## WHAT IS ASKED
Please write out every one of the following rows word for word, keeping each line and its order unchanged.

══════

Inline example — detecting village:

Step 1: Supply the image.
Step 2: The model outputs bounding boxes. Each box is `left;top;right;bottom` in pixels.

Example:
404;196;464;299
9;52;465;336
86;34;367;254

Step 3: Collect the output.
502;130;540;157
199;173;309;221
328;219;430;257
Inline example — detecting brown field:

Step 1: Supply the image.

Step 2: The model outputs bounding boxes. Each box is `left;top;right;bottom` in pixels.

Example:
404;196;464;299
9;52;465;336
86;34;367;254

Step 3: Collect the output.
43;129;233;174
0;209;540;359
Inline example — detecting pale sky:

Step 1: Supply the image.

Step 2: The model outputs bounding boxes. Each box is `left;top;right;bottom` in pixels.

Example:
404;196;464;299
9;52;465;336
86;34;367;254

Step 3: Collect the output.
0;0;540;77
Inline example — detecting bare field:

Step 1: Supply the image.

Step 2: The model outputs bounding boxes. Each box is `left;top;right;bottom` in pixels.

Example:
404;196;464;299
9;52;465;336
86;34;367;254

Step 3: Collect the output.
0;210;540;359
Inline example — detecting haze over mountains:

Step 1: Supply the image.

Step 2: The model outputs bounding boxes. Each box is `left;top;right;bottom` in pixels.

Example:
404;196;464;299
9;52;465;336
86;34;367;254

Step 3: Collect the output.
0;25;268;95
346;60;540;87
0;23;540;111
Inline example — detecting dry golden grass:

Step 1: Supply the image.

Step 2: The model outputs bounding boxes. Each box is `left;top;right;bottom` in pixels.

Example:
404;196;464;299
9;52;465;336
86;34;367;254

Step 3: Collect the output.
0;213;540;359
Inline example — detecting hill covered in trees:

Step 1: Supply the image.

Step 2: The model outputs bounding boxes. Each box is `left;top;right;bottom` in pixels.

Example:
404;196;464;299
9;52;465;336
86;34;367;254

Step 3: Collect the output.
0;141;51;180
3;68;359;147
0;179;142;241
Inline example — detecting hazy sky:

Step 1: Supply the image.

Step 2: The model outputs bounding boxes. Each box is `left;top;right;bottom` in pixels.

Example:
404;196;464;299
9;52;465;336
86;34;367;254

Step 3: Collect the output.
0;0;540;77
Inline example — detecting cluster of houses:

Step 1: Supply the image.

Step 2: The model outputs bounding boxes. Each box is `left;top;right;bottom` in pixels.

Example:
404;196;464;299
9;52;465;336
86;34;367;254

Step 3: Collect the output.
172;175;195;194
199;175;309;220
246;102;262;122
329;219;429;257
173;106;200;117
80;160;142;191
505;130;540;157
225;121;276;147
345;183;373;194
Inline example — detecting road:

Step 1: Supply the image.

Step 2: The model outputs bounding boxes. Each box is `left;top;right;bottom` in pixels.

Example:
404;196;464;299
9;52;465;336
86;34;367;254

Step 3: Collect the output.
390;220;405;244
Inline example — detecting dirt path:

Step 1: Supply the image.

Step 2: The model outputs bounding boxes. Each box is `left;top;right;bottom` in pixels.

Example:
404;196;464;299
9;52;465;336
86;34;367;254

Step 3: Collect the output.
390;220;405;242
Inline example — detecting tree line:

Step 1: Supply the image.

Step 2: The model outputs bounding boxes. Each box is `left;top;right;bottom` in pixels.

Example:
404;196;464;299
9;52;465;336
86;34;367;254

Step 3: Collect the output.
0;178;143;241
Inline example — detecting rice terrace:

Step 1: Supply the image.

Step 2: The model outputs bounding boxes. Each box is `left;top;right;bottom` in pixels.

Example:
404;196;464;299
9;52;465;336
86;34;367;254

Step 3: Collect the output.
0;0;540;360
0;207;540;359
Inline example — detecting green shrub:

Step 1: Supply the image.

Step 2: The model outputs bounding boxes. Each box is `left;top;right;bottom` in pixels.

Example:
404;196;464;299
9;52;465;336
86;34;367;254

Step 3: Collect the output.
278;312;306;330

══════

## CORRECT RESULT
Inline example — detecting village:

Step 1: Supply the image.
Step 2: The model outputs bounding boxes. Each box is `left;top;right;bottom` in pixels.

Example:
404;196;464;299
9;52;465;336
86;34;367;254

Step 3: Collect the output.
502;130;540;157
199;173;309;221
328;219;430;257
Inline example — detecting brown field:

Step 1: Supply the image.

Step 2: The model outputs bounding boxes. Each box is `left;top;right;bottom` in pixels.

Example:
404;196;464;299
9;52;465;336
86;34;367;254

Step 3: Collect the output.
43;129;233;174
0;209;540;359
Inline example — detecting pale sky:

Step 1: Supply the image.

Step 2: The model outputs bounding boxes. Each box is `left;top;right;bottom` in pixels.

Example:
404;196;464;299
9;52;465;336
86;34;367;254

Step 3: Collect the output.
0;0;540;77
Inline example — detecting bare field:

Step 1: Supply the image.

Step 2: The model outputs bounding boxes. Each box is `left;top;right;bottom` in pixels.

Example:
404;196;464;299
9;52;465;336
86;34;367;254

Step 3: Collect the output.
0;210;540;359
Inline example — detecting haze over mountains:

Step 1: Supply the image.

Step 2: The model outputs bounding boxes. Each box is `left;top;right;bottom` in pixels.

Example:
404;196;464;299
9;52;465;336
86;34;367;254

Step 3: Collect the output.
0;25;268;95
346;60;540;87
0;23;540;111
Inline example — detecting dry golden grass:

Step 1: Supply the image.

Step 2: The model outputs bounding boxes. Each box is `left;top;right;bottom` in pixels.

Example:
404;196;464;299
9;52;465;336
86;34;367;254

Step 3: Collect the output.
0;213;540;359
Inline example — detecting hill covered in trees:

Step 1: Supply the image.

Step 2: The model outputs bounding boxes. Each box is `left;top;right;bottom` in pixels.

Example:
404;196;464;299
9;52;465;336
86;34;367;254

Step 3: Collect the output.
0;141;51;180
3;68;359;147
0;179;142;241
Inline example — detecting hazy sky:

Step 1: Supply the image.

Step 2: The model outputs bounding boxes. Each box is `left;top;right;bottom` in pixels.

Example:
404;196;464;299
9;52;465;336
86;34;367;254

Step 3: Collect the output.
0;0;540;77
Inline example — detecting cluster of houses:

Step 1: Supply the image.

Step 2: The model outputs bounding boxes. Each box is `left;top;right;bottom` in pixels.

Example:
404;196;464;299
9;52;465;336
86;34;367;254

Step 3: Collect the output.
172;175;195;194
199;175;309;220
246;102;262;122
329;219;429;257
173;106;200;117
80;160;142;191
505;130;540;157
225;121;276;147
345;183;373;194
Inline example — detecting road:

Step 1: Supply the image.

Step 2: The model outputs bounding boxes. Each box is `left;top;right;bottom` in pixels.

Example:
404;196;464;299
9;52;465;336
86;34;367;254

Step 3: Collect the output.
390;220;405;244
Inline example — detecting dirt path:

Step 1: Supply the image.

Step 2: The model outputs bounding boxes. Each box is `left;top;right;bottom` in pixels.

Example:
404;196;464;299
9;52;465;336
86;34;367;254

Step 3: Collect the output.
390;220;405;242
Inline example — detecting tree line:

Step 1: Supply the image.

Step 2: The model outputs bounding boxes. Each box is `left;top;right;bottom` in pixels.

Example:
404;196;464;299
9;52;465;336
86;34;367;254

Step 3: Collect the output.
0;178;143;241
Inline example — detecting rice terrace:

Step 1: Supply the image.

Step 2: The model outputs bounding boxes. Each box is `left;top;right;bottom` in pixels.

Example:
404;196;464;299
9;52;465;336
86;34;367;254

Step 3: Collect the output.
0;0;540;360
0;207;540;359
Inline example — detecting green shrub:

Step 1: Supply the image.

Step 2: The model outputs bounding boxes. Each box is `left;top;right;bottom` in pixels.

Example:
404;196;464;299
9;52;465;336
86;34;367;254

Step 3: Collect the output.
278;312;306;330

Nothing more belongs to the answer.